§ **WHAT NEEDS TO BE DONE**:
Rewrite every line of the rows below, requests included, adding -141 to each x and y coordinate listed under points and leaving the sample coordinates and the rest of the requests unchanged. Omit the pictures from your answer.

★ ★ ★ ★

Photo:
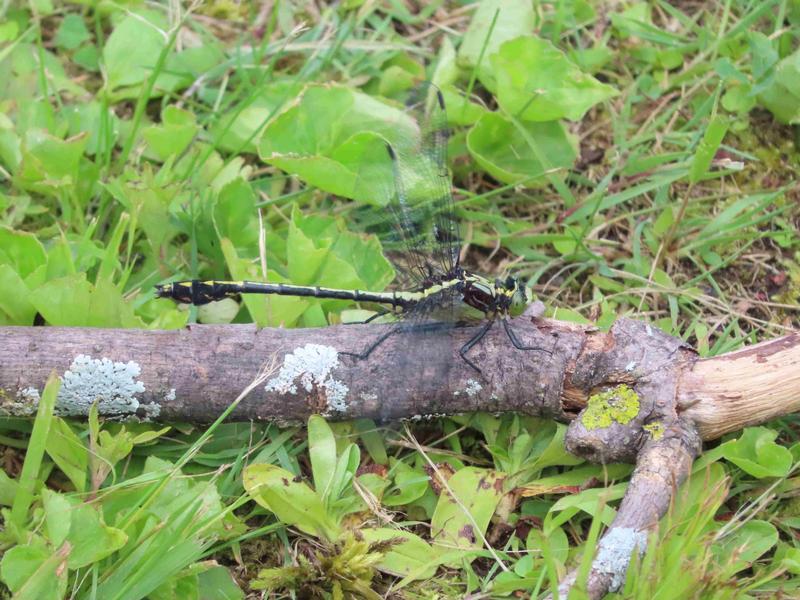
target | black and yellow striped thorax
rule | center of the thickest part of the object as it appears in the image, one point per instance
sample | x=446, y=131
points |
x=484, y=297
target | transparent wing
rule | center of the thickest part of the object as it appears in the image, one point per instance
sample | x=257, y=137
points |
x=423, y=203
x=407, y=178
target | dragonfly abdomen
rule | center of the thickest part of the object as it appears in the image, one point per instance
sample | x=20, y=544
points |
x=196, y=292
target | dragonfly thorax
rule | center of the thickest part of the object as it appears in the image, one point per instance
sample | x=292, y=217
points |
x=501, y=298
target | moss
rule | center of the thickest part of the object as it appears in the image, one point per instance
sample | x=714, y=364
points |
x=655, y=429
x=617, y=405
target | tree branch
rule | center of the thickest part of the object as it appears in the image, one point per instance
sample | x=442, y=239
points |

★ ★ ★ ★

§ **SOLUTION FOR THIS PROBLEM**:
Photo:
target | black and yellow striped thorax
rule | center of the thickest part of the object as it appears in the image, one point per instance
sample | x=446, y=131
points |
x=343, y=156
target | transparent wing
rule | center of the thickest part of the object as it appears in the image, one point per instance
sample | x=257, y=137
points |
x=282, y=62
x=266, y=37
target | dragonfly abdomen
rule | center of the thickest part of the object as it appears in the image, one point per instance
sample | x=20, y=544
points |
x=55, y=151
target | dragonfly thorax
rule | center of the thickest part of the object as it appears in the image, one point per instance
sample | x=292, y=217
points |
x=360, y=157
target | moss
rule | center of the thickest part of the object as it appears in the image, one point per instance
sample | x=714, y=364
points |
x=514, y=288
x=476, y=264
target | tree branch
rule | center of the thickest part of the object as it appears in the image, one point per instance
sample | x=442, y=239
points |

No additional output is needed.